__REQUIRED ACTIONS__.
1. Write out the hard disk partitioning thread word for word, starting with "my 1st 20gb" and going on through "only 3yrs warrenty.".
2. Resume the hard disk partitioning thread after its last sentence and carry it forward.
[BEGIN DOCUMENT SEGMENT]
# In what ratio do you partition your 160gb hard disk???



## life31 (Apr 17, 2008)

I just bought a new 160 gb Seagate baracuda 7200 harddisk.


What i wanted to know is that in what ratio do you partition your 160gb hard disk???

What i have done is 10gb c: drive thats the system file and remaining i have made 40gb each!

Is that fine???? Or can you suggest something better.


----------



## confused (Apr 17, 2008)

total formatted capacity~148GB
i would do the foll:
C: 20GB OS and basic apps
D: 64GB Games.....
E: 64GB Music and Videos.....


----------



## life31 (Apr 17, 2008)

confused said:


> total formatted capacity~148GB
> i would do the foll:
> C: 20GB OS and basic apps
> D: 64GB Games.....
> E: 64GB Music and Videos.....


 
Hmmmmmmmmmm fine.....

Any specific reason for aloting 2ogb for c:

I usually dont save documents or pics in c: i mean in My document or My pics cos they may get lost incase if ther's a problem with OS???


----------



## confused (Apr 17, 2008)

life31 said:


> Hmmmmmmmmmm fine.....
> 
> Any specific reason for aloting 2ogb for c:
> 
> I usually dont save documents or pics in c: i mean in My document or My pics cos they may get lost incase if ther's a problem with OS???


you know for future proofing, coz VISTA's min requirements says min 15GB free space, remaining for virtual memory when needed.........

otherwise few years down the line you'll be forced to [EDIT] repartition..........


----------



## life31 (Apr 17, 2008)

confused said:


> you know for future proofing, coz VISTA's min requirements says min 15GB free space, remaining for virtual memory when needed.........
> 
> otherwise few years down the line you'll be forced to [EDIT] repartition..........


 

Hmm smart thinking.        

So incase if i plan to use vista in future the min should be 15gb. Ok never knew that. May be ill try to  do that incase if i  need to format it again in future.

Right now its totally blank only OS installed. My previous WD HD crashed.


----------



## confused (Apr 17, 2008)

life31 said:


> .......My previous WD HD crashed.


how many years did it run???
my 1st 20gb seagate lasted only 3&half years.....
2nd 80gb seagate is also 3&half years old ...........


----------



## life31 (Apr 17, 2008)

Ya mine too..
It was oct 2004 40gb. And WD has only 3yrs warrenty.

So descided to go for seagate.


----------



## praka123 (Apr 17, 2008)

around 15-20GB


----------



## aadipa (Apr 17, 2008)

40 GB - OS Home Drive
25 GB Work
70 GB Junk
10 GB Backup
2 GB SWAP (Size of RAM or Min 2GB)

I prefer installing apps in System partition so C is bigger. It will also keep your hibernate file, so a file as big as your RAM is also created there.
For work, if you are not into image/video/sound editing, 25 GB is much more than enough.
[END DOCUMENT SEGMENT]
[BEGIN DATASET ROWS]
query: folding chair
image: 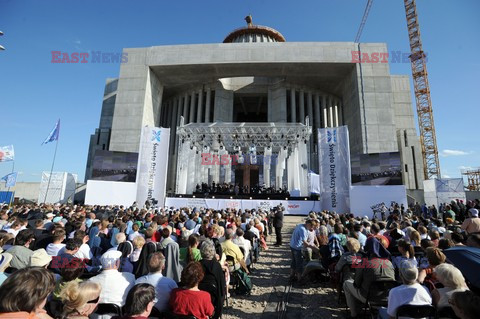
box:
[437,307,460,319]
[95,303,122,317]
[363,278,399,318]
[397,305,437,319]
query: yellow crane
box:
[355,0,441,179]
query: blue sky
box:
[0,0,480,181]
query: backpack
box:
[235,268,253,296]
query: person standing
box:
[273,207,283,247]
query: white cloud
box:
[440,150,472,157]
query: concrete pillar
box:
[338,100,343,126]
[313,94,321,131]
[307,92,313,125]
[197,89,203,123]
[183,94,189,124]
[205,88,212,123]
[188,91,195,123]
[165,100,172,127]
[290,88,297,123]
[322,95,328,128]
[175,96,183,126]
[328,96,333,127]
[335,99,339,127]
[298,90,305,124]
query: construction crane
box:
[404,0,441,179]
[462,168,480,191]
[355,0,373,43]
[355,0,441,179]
[END DATASET ROWS]
[BEGIN DATASET ROWS]
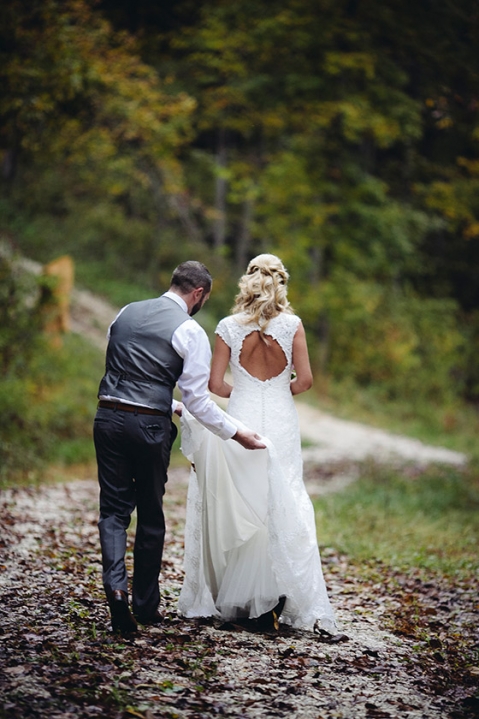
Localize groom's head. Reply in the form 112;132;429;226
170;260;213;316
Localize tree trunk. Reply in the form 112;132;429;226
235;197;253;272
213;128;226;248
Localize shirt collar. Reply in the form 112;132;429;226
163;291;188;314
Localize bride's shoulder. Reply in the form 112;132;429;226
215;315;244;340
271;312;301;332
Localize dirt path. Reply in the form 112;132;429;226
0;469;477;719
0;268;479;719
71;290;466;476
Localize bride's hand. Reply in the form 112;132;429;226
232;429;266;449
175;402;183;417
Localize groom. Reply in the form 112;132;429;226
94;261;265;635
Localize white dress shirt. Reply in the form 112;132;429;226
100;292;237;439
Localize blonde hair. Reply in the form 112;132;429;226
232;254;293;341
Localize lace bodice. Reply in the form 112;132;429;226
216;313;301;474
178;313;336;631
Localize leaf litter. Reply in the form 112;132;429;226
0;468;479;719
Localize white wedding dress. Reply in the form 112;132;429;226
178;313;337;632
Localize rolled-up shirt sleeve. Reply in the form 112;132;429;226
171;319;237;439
[END DATASET ROWS]
__ANSWERS TO THE EXERCISES__.
1.
my 1st 20gb seagate lasted only 3&half years.....
2nd 80gb seagate is also 3&half years old ...........


----------



## life31 (Apr 17, 2008)

Ya mine too..
It was oct 2004 40gb. And WD has only 3yrs warrenty.

2.
10 GB Backup will include a drive image after clean OS install + drivers + basic software. And it will have installers for most commonly used apps (I keep updating installers as and when new version comes).
Page file must be on a dedicated partition so that fragmentation will be reduced. I prefer to keep it same as my RAM and of fixed size (min and max value is set as same).
Rest all I can keep as JUNK/Songs/Videos/ISOs.. etc
If you use torrents/download manager a lot, then to reduce file fragmentation you can make a small partition to hold files while they are downloaded. After completion move them to JUNK partition.


----------



## alok4best (Apr 19, 2008)

it depends on ur preference.
No hard and fast rule
Mine goes like this.
C drive: the OS drive- 30 GB.
D: for movies: 35GB.
E: For Music Vids: 30GB
F:Songs:20GB
G:Softwares and Misc: 20GB
H: Downloads(for torrent and other download stuff)- 14GB
Total 149GB,
rest 11GB rests with GOD


----------



## life31 (Apr 19, 2008)

alok4best said:


> it depends on ur preference.
> No hard and fast rule
> Mine goes like this.
> C drive: the OS drive- 30 GB.
> ...


 

But practically i dont think there is total 160gb space which you can partition or manage.
As said by others its around 148gb and mine i think was areound 138gb


----------



## confused (Apr 19, 2008)

life31 said:


> and mine i think was areound 138gb


so less??  kya ho raha hai??


----------



## life31 (Apr 19, 2008)

Yes thats true dude 

Does it matter if its SATA or IDE???? Cos mine is IDE i mean PATA


----------



## xbonez (Apr 19, 2008)

don't have a 160 gb HDD (i have a 250), but if i did, it wud be 40x4


----------



## confused (Apr 19, 2008)

life31 said:


> Yes thats true dude
> 
> Does it matter if its SATA or IDE???? Cos mine is IDE i mean PATA


AFAIK it doesnt matter on interface .........
but there is a limit for each mobo i think........


----------



## life31 (Apr 19, 2008)

Mobo ???  Lol confused .... I mean i am confused 

How does it depend on mobo????


----------



## napster007 (Apr 19, 2008)

it totally depends upon ur needs and the kind of data you have. No one can tell you how to partition ur HDD. it has to be based on your needs.


----------



## life31 (Apr 19, 2008)

napster007 said:


> it totally depends upon ur needs and the kind of data you have. No one can tell you how to partition ur HDD. it has to be based on your needs.


 
Rightly said dude. But was thinking about the minimum file alocated space.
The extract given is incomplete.